■ WORK REQUIRED ■
Copy each entry verbatim, excluding its images.

Records from a dataset
*** Block opens ***

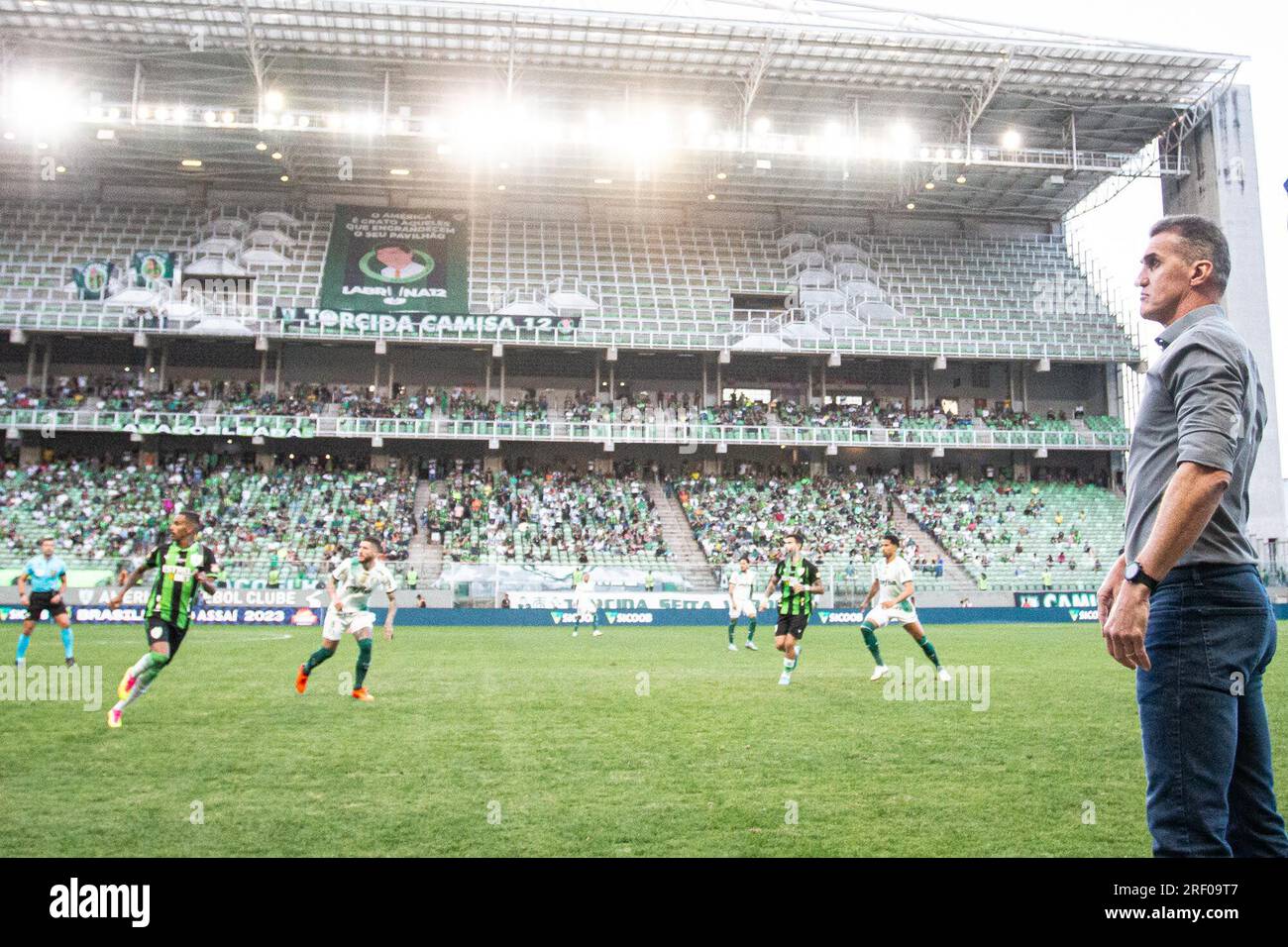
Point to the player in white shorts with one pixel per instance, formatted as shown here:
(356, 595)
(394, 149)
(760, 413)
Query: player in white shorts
(892, 579)
(584, 599)
(742, 602)
(351, 586)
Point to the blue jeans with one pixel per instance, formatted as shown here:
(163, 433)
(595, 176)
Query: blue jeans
(1210, 787)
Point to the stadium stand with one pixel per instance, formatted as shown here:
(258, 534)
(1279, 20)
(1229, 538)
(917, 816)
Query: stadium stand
(104, 513)
(883, 294)
(1021, 535)
(546, 517)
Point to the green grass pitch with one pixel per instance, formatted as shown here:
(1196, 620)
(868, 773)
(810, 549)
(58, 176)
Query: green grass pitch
(528, 742)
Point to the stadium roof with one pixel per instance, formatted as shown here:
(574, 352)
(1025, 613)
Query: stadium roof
(802, 107)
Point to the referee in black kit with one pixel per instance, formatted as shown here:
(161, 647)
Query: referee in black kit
(1184, 604)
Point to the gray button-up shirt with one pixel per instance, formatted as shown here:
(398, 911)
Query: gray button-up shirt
(1202, 403)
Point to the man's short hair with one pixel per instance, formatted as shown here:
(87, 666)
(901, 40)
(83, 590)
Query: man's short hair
(1202, 240)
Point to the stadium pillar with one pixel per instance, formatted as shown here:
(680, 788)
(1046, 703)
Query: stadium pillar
(1223, 185)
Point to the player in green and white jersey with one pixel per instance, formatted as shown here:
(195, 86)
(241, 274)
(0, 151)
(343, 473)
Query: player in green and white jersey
(742, 602)
(183, 566)
(798, 581)
(351, 586)
(892, 579)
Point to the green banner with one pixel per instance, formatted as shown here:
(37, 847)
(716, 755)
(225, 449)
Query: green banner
(91, 278)
(397, 261)
(151, 264)
(349, 322)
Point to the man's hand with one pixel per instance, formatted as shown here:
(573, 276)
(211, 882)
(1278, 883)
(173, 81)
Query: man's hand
(1109, 589)
(1125, 630)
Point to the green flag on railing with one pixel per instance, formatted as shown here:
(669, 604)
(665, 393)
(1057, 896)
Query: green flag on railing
(93, 278)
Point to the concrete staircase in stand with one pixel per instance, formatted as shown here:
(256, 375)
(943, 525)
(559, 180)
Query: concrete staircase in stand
(687, 554)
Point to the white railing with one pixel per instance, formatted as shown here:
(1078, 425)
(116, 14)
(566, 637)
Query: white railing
(263, 424)
(75, 316)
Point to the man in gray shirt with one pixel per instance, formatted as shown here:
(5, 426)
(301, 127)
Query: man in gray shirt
(1184, 604)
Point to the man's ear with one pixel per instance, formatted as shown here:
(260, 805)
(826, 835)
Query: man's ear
(1201, 272)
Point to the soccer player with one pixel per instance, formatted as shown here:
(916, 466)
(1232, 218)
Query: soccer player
(584, 599)
(892, 579)
(181, 565)
(357, 579)
(47, 575)
(799, 582)
(742, 602)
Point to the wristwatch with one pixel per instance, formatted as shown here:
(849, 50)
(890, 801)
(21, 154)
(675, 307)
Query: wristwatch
(1134, 574)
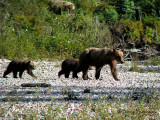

*** Block closes ***

■ ANSWER BOX ■
Point to the player in white shorts with one pixel per instance, formatted as shown here:
(356, 595)
(394, 149)
(760, 413)
Query: player in white shorts
(892, 579)
(584, 599)
(742, 602)
(351, 586)
Point to the blue jeans with one pixel per instance, formatted as shown here:
(163, 433)
(595, 176)
Query: blue jeans
(1210, 787)
Point to the stadium stand with one pixel per instance, formatted as shown here:
(258, 534)
(1279, 20)
(1229, 538)
(917, 816)
Query: stadium stand
(104, 513)
(883, 294)
(1021, 535)
(546, 517)
Point to the green grass pitch with one pixel per instance, formatted as shown here:
(1196, 620)
(868, 773)
(810, 549)
(58, 176)
Query: green grass pitch
(528, 742)
Point to the stadium roof with one pixel per instance, formatted as shown here:
(574, 352)
(1025, 613)
Query: stadium roof
(802, 107)
Point to the referee in black kit with one pixel per instance, formatted as shown here:
(161, 647)
Query: referee in black kit
(1184, 604)
Point to the gray button-up shirt with one pixel per instance, formatted as shown here:
(398, 911)
Query: gray button-up shirt
(1202, 403)
Point to the man's short hair with one pixel per instance, formatted as shown here:
(87, 666)
(901, 40)
(83, 590)
Query: man's short hair
(1202, 240)
Point to the stadium pillar with one pixel per instance, formatted as shown here:
(680, 788)
(1046, 703)
Query: stadium pillar
(1223, 185)
Point to the player in green and white jersey with one pixel per instance, formatted as shown here:
(195, 86)
(241, 274)
(0, 151)
(343, 473)
Query: player in green and white jersey
(742, 602)
(183, 566)
(798, 581)
(351, 586)
(892, 579)
Point to the green banner with one pixel per instance, formatted as shown here:
(37, 847)
(716, 755)
(225, 449)
Query: green banner
(91, 278)
(397, 261)
(151, 264)
(349, 322)
Point to the man's hand with one pixel per instance, formatted as shown here:
(573, 276)
(211, 882)
(1278, 883)
(173, 81)
Query: man's hand
(1109, 589)
(1125, 630)
Point to the green flag on railing with one pixel per instance, formatted as shown here:
(669, 604)
(665, 393)
(1057, 896)
Query: green flag on railing
(93, 278)
Point to the concrete staircase in stand with one pixel per instance, formatted as shown here:
(256, 375)
(943, 525)
(559, 180)
Query: concrete staircase in stand
(687, 554)
Point to the white railing with one pixel per instance, formatted as shown here:
(1078, 425)
(116, 14)
(566, 637)
Query: white railing
(263, 424)
(75, 316)
Point to the man in gray shirt with one pixel per instance, formatted as shown here:
(5, 426)
(301, 127)
Query: man in gray shirt
(1184, 604)
Point to the man's ear with one pixel per instance, formatted as shown here:
(260, 805)
(826, 835)
Query: man's ear
(1201, 272)
Point to the soccer player with one pixel per instance, formatted as shown here:
(916, 466)
(1232, 218)
Query: soccer player
(584, 599)
(892, 579)
(181, 565)
(357, 579)
(47, 575)
(799, 582)
(742, 602)
Point to the wristwatch with one pixel per instance, formatted as shown here:
(849, 50)
(890, 801)
(21, 154)
(675, 307)
Query: wristwatch
(1134, 574)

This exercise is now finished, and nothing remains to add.